MATERIAL PROVIDED

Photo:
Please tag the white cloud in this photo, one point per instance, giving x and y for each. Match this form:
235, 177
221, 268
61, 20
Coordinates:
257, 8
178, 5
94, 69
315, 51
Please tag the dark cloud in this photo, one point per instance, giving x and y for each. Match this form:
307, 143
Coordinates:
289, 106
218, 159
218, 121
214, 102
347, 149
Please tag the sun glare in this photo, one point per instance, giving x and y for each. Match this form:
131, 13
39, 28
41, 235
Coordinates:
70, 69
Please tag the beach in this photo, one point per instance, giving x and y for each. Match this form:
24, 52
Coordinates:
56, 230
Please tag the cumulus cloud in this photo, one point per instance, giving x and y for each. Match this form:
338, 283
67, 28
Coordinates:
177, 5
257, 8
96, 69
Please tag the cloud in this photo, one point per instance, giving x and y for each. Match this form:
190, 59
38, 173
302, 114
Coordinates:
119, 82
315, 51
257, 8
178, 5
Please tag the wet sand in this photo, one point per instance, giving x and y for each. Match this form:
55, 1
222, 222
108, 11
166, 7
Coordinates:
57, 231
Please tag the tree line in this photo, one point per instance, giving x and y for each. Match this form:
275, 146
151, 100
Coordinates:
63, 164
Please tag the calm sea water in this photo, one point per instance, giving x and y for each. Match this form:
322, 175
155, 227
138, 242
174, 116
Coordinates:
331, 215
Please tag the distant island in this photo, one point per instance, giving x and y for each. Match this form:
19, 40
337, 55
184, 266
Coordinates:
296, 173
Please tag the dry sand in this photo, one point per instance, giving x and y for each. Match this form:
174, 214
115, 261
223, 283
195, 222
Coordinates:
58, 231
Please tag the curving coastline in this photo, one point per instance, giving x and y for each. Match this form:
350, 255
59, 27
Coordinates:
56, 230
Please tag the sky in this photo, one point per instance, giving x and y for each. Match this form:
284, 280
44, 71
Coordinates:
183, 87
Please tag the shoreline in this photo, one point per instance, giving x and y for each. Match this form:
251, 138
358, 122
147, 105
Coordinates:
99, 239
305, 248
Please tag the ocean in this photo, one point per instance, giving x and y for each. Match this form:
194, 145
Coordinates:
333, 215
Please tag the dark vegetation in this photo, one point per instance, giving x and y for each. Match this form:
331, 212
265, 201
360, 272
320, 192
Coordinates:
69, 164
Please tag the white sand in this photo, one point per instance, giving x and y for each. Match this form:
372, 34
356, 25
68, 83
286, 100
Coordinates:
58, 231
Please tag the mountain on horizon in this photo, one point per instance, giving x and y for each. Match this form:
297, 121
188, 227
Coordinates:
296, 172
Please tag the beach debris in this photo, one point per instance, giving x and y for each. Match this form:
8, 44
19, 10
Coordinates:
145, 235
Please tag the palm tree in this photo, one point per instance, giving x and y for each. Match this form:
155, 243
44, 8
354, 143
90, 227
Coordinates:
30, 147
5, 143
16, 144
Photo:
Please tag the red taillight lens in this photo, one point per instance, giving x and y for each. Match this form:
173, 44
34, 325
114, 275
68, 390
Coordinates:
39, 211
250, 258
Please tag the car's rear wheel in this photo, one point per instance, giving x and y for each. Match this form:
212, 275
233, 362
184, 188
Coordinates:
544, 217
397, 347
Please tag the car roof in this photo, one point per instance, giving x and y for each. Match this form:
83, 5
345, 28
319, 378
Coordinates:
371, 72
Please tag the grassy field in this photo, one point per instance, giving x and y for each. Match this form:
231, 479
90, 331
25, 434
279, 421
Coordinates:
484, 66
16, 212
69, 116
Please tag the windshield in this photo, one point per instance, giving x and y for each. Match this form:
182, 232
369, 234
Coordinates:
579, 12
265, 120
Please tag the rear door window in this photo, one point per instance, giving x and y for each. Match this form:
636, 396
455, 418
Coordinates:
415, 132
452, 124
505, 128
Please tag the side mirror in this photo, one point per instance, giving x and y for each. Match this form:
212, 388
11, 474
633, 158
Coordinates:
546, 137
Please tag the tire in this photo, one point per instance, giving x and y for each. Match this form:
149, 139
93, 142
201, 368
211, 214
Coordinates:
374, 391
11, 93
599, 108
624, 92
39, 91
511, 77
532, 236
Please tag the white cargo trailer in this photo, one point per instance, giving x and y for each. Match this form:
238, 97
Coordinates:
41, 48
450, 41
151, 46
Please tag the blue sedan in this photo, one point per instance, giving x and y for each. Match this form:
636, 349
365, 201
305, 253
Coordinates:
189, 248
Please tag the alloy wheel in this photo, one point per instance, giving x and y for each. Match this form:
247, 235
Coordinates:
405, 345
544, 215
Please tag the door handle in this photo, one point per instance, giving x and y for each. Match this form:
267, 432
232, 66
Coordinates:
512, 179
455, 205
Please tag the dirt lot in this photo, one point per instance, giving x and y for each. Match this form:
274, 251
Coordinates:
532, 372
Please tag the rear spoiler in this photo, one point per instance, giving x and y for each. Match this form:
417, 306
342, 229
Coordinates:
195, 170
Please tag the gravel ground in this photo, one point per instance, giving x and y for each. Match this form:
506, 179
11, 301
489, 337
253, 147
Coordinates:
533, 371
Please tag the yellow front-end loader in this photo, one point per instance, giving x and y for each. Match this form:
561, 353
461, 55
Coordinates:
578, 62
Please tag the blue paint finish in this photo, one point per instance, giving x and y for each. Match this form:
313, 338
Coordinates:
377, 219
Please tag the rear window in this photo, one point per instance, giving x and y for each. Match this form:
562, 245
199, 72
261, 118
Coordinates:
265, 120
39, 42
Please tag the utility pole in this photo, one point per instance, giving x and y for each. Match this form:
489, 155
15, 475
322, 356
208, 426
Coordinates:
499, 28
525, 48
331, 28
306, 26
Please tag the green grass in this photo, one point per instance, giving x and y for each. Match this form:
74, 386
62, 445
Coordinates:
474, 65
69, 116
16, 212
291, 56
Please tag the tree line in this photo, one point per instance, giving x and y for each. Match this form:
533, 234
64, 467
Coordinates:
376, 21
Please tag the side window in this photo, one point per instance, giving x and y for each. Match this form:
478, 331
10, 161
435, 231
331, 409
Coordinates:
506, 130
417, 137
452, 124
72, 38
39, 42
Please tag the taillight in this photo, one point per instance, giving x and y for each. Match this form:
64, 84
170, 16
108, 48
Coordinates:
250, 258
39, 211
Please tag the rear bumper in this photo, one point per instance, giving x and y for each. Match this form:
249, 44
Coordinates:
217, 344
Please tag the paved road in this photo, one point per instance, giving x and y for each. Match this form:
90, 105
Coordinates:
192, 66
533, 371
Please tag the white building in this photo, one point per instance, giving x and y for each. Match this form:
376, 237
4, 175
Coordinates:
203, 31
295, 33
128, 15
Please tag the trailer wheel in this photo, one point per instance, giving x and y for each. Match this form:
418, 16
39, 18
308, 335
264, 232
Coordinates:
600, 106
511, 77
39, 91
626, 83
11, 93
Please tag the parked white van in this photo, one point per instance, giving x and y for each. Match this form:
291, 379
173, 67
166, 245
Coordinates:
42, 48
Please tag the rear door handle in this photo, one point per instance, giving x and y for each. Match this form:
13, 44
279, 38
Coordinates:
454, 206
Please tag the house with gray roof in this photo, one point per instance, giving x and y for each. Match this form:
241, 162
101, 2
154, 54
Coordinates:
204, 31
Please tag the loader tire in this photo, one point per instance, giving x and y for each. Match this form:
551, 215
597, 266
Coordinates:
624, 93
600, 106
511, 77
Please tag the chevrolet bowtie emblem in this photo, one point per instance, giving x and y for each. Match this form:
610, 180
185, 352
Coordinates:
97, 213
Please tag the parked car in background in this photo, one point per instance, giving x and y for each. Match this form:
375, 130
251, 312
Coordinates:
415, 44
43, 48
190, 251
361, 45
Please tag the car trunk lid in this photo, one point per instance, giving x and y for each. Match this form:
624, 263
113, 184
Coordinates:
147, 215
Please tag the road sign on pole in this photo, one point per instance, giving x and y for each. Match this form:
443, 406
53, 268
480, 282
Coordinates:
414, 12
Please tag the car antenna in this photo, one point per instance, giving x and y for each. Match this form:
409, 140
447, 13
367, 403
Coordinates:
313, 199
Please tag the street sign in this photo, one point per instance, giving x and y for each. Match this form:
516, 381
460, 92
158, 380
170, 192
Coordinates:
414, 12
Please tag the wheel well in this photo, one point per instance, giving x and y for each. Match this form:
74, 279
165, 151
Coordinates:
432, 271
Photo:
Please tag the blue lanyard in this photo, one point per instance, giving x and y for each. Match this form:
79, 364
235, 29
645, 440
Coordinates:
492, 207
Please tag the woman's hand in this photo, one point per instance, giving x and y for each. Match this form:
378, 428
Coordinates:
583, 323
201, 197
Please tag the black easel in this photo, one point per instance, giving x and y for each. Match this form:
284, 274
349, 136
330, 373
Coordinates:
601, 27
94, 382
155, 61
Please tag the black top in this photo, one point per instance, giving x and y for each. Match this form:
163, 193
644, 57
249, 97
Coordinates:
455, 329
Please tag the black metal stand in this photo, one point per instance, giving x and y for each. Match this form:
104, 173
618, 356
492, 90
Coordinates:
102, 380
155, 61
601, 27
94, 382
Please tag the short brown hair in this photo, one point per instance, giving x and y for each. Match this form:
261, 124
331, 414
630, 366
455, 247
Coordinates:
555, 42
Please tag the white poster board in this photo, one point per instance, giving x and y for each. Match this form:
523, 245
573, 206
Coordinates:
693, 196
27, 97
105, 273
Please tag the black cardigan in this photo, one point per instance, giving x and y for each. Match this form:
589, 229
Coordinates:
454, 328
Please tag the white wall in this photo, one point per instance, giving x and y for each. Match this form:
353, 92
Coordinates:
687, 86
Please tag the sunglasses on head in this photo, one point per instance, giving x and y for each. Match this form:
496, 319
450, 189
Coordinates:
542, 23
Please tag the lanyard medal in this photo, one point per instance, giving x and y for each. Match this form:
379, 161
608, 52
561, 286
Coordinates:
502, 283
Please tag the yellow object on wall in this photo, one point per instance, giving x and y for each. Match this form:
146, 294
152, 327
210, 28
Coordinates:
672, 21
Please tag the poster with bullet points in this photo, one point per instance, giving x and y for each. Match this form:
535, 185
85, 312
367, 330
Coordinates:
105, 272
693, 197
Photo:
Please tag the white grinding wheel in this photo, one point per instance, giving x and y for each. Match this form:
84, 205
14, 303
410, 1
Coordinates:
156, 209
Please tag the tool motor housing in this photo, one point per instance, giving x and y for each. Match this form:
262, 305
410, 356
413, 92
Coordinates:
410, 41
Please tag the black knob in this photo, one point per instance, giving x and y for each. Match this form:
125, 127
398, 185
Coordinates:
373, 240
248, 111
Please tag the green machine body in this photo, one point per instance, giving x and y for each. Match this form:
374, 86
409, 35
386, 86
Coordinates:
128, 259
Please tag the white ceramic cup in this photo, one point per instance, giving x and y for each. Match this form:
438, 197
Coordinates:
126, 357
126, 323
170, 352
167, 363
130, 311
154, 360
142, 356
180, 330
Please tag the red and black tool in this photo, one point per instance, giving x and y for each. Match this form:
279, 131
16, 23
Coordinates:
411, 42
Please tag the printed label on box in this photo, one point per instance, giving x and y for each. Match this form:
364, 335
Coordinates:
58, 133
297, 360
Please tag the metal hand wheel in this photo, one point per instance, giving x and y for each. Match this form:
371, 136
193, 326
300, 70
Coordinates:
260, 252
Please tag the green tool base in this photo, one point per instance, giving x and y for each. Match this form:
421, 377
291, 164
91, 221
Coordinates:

TASK TO CARRY OUT
Through the last line of the entries above, beginning at the line containing "Please tag the red and", transcribe each line exactly, both ends included and nothing more.

EXPECTED ANSWER
Please tag the red and black tool in this photo, one point per instance, giving x and y for each. Match this form:
279, 131
16, 23
Coordinates:
411, 42
Please tag the printed label on box in this photo, one point per instance, giving x and y for each. Match this form:
364, 335
Coordinates:
58, 133
297, 360
Please tag the metal hand wheel in this photo, one point per instance, giving x and y for each. Match this form:
371, 136
193, 326
300, 70
Coordinates:
260, 252
Please tag the green tool base in this photo, one point per instance, giving x and y for each. Match this form:
421, 377
291, 164
91, 221
Coordinates:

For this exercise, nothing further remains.